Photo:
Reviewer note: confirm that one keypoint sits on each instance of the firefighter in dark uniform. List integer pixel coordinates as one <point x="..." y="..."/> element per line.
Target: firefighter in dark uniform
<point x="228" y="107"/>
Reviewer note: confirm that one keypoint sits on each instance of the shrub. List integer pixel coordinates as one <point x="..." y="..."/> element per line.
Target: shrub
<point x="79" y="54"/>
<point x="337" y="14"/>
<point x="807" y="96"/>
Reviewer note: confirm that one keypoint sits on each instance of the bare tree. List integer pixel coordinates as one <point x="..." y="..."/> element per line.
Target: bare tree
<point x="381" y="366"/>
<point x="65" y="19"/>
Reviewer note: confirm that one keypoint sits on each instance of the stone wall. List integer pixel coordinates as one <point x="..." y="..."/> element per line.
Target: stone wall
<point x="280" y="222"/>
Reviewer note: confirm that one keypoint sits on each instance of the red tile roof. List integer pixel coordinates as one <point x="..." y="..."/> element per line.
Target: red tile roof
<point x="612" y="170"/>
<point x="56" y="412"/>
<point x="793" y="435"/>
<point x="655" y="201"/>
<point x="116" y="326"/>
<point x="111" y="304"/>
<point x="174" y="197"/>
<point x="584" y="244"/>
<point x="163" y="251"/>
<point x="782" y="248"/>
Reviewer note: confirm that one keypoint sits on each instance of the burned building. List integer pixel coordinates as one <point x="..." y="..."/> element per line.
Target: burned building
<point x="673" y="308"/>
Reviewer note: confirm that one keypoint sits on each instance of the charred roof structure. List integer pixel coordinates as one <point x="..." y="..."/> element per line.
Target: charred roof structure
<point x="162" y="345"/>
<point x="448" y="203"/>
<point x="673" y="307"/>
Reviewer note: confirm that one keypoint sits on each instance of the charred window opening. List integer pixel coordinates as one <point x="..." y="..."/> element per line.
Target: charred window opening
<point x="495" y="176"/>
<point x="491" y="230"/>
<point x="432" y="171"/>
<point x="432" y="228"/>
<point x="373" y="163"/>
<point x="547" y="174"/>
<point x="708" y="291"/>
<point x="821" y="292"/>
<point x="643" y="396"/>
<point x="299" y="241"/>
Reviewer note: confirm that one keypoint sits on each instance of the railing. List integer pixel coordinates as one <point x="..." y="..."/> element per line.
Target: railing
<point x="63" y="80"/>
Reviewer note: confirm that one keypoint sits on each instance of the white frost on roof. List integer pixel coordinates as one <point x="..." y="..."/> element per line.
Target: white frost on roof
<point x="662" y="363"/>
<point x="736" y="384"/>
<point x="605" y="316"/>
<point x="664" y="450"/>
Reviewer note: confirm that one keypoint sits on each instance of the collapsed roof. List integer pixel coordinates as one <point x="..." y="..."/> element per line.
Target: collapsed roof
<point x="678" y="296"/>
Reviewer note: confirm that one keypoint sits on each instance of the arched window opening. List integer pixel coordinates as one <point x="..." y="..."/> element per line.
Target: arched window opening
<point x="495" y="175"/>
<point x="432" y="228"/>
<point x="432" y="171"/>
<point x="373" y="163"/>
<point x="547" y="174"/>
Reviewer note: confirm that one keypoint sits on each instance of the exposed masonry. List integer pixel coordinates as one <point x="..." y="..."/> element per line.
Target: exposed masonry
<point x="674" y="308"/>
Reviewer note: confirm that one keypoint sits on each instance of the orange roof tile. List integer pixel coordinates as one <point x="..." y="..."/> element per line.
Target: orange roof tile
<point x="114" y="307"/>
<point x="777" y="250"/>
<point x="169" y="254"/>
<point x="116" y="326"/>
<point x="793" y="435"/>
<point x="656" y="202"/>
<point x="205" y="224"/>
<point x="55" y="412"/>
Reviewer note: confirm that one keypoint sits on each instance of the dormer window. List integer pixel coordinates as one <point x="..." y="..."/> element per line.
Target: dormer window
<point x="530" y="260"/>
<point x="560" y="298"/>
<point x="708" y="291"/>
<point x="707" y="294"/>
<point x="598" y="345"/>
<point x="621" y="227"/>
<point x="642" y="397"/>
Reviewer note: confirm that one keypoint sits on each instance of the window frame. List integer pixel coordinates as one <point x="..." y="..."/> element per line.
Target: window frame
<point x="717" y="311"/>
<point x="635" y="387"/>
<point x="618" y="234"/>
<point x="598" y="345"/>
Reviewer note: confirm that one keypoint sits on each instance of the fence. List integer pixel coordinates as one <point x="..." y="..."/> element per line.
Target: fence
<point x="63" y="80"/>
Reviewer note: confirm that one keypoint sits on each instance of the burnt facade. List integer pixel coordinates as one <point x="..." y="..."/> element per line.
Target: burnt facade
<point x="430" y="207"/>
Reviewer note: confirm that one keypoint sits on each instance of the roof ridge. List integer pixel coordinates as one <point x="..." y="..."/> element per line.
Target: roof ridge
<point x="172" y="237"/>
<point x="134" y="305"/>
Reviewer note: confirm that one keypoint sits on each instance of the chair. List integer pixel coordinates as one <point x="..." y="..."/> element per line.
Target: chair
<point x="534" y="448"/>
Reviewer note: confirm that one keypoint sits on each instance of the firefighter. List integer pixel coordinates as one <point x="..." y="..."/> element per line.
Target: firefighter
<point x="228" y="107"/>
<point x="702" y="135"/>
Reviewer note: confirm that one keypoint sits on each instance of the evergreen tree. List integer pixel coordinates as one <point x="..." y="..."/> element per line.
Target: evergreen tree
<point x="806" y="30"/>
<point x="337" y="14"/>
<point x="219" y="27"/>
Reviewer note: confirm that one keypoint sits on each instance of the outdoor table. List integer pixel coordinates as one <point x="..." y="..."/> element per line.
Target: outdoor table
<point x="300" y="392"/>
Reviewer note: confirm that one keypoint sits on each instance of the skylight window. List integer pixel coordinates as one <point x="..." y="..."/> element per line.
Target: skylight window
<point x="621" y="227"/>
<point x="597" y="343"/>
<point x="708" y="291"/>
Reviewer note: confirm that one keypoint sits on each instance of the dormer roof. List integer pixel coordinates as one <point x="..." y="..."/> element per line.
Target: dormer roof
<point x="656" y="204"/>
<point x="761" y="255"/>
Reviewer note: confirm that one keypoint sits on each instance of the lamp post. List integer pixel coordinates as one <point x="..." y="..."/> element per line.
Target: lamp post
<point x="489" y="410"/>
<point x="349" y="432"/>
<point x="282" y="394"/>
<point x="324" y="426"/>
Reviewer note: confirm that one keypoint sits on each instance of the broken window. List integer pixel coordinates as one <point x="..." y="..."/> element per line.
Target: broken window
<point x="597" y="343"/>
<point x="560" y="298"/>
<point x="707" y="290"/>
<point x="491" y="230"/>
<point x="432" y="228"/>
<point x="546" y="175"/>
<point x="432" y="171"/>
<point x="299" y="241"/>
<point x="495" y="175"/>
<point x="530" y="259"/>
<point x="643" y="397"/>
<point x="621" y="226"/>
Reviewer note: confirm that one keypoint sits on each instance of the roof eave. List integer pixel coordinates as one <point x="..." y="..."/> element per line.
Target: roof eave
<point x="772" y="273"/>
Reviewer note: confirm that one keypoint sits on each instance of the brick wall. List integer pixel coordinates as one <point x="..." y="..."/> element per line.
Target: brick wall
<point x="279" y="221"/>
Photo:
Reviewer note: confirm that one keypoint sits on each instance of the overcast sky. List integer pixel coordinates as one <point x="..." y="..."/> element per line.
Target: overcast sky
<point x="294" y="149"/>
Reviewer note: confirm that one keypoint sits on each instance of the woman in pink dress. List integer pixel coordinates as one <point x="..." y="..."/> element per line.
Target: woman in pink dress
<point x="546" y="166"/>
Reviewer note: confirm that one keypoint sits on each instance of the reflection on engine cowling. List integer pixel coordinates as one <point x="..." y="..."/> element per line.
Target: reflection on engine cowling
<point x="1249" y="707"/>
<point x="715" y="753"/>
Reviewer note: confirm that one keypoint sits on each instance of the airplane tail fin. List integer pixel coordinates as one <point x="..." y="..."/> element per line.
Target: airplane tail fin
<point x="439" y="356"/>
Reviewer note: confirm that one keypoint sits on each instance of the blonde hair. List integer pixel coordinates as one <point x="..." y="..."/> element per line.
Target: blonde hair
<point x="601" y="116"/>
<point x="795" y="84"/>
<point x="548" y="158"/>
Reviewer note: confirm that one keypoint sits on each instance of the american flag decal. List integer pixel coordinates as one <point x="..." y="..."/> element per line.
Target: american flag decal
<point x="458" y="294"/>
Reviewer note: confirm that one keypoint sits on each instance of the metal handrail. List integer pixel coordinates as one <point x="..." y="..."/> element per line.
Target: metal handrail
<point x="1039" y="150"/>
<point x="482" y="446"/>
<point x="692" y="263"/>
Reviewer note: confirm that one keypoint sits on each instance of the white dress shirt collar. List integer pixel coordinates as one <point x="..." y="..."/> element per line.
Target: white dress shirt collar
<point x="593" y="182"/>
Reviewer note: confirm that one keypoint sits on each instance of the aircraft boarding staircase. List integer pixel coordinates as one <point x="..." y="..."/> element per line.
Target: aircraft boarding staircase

________________________________________

# Exercise prompt
Everything from the line with "of the metal" to the end of the listing above needs to be duplicated exactly, both end lines included, with nothing more.

# Final answer
Reviewer note: confirm that one keypoint sits on each instance of the metal handrail. List integer pixel coordinates as one <point x="..." y="..."/> element per line.
Target: metal handrail
<point x="1039" y="150"/>
<point x="482" y="446"/>
<point x="692" y="263"/>
Reviewer note: confirm that one keypoint sits on each instance of the white dress shirt collar. List integer pixel coordinates as one <point x="..." y="..."/> element per line.
Target: white dress shirt collar
<point x="593" y="182"/>
Reviewer note: confirm that one keypoint sits on each instance of the aircraft boarding staircase. List integer pixel coordinates as one <point x="..." y="..."/> element per line.
Target: aircraft boarding staircase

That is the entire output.